_SOURCE EXTRACT_

Degradion Performance 4.1 over 4.0

kalman · February 8, 2012, 2:21pm

Hi all,

due the fact our application has to not be simply fast but it should perform

some operations with fixed deadlines (we analyze a continuous radio signal)

we perform several time per day benchmarks of all our algorithm.

We are experiencing a clear degradation adopting CUDA 4.1 over the old CUDA 4.0.

I have attached 4 images showing the historical performance data of 4 algorithms

(they are not all the affected ones, but the simplest to show you the kernel code).

For all graphs the reported time is in milliseconds (y-axis).

All kernels are launched in this way:

#define BLOCK_SIZE (1<<9)

dim3 myThreads(BLOCK_SIZE);

dim3 myGrid( (aSize + BLOCK_SIZE - 1) / BLOCK_SIZE);

Kernel<<< myGrid, myThreads>>>(…);

We have the C2050 cards with ECC off.

============================================================================

Sum of two complex vectors (2^20 complex)

__global__ void

VectorVectorSumKernelCC_O(const float2* aIn1,

                         const float2* aIn2,

                         float2* aOut,

                         const unsigned int aSize) {

  const unsigned int myPos = blockIdx.x * blockDim.x + threadIdx.x;

  if (myPos < aSize) {

    aOut[myPos].x = aIn1[myPos].x + aIn2[myPos].x;

    aOut[myPos].y = aIn1[myPos].y + aIn2[myPos].y;

  }

}

============================================================================

Product of two complex vectors (2^20 complex)

_SET EXERCISE 1_
Would you quote the object-detection labeling entries below verbatim, with the pictures left out?

_PROVIDED ENTRIES_
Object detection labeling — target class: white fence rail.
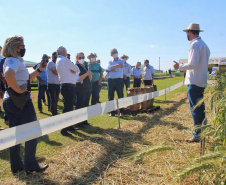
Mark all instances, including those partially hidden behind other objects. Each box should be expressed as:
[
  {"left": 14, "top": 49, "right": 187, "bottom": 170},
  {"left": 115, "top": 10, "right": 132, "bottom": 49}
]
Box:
[{"left": 0, "top": 82, "right": 184, "bottom": 150}]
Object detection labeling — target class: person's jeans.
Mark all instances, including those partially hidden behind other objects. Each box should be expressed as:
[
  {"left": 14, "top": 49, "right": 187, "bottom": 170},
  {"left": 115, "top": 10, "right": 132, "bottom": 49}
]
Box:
[
  {"left": 48, "top": 84, "right": 60, "bottom": 116},
  {"left": 91, "top": 81, "right": 99, "bottom": 105},
  {"left": 76, "top": 89, "right": 91, "bottom": 124},
  {"left": 60, "top": 83, "right": 75, "bottom": 133},
  {"left": 108, "top": 78, "right": 124, "bottom": 114},
  {"left": 3, "top": 97, "right": 39, "bottom": 171},
  {"left": 133, "top": 78, "right": 141, "bottom": 88},
  {"left": 38, "top": 85, "right": 50, "bottom": 110},
  {"left": 144, "top": 80, "right": 152, "bottom": 85},
  {"left": 188, "top": 85, "right": 206, "bottom": 138},
  {"left": 123, "top": 76, "right": 130, "bottom": 90}
]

_SET EXERCISE 2_
Can you print the passage of the CUDA forum post that begins at the words "due the fact" and stops after "old CUDA 4.0."?

_WRITTEN SOLUTION 1_
Object detection labeling — target class: white fence rail.
Mark all instances, including those partially hidden behind other objects. Each box should be expressed as:
[
  {"left": 14, "top": 49, "right": 187, "bottom": 170},
  {"left": 115, "top": 10, "right": 132, "bottom": 49}
]
Box:
[{"left": 0, "top": 82, "right": 184, "bottom": 150}]
Object detection labeling — target class: person's jeans.
Mark all instances, including those partially hidden behind other objects. Each box should be expressed as:
[
  {"left": 14, "top": 49, "right": 187, "bottom": 170},
  {"left": 115, "top": 10, "right": 132, "bottom": 49}
]
Box:
[
  {"left": 48, "top": 84, "right": 60, "bottom": 116},
  {"left": 91, "top": 81, "right": 99, "bottom": 105},
  {"left": 76, "top": 89, "right": 91, "bottom": 124},
  {"left": 60, "top": 83, "right": 75, "bottom": 133},
  {"left": 108, "top": 78, "right": 124, "bottom": 114},
  {"left": 3, "top": 97, "right": 39, "bottom": 171},
  {"left": 133, "top": 78, "right": 141, "bottom": 88},
  {"left": 38, "top": 85, "right": 50, "bottom": 110},
  {"left": 144, "top": 80, "right": 152, "bottom": 85},
  {"left": 188, "top": 85, "right": 206, "bottom": 138},
  {"left": 123, "top": 76, "right": 130, "bottom": 90}
]

_WRITTEN SOLUTION 2_
due the fact our application has to not be simply fast but it should perform

some operations with fixed deadlines (we analyze a continuous radio signal)

we perform several time per day benchmarks of all our algorithm.

We are experiencing a clear degradation adopting CUDA 4.1 over the old CUDA 4.0.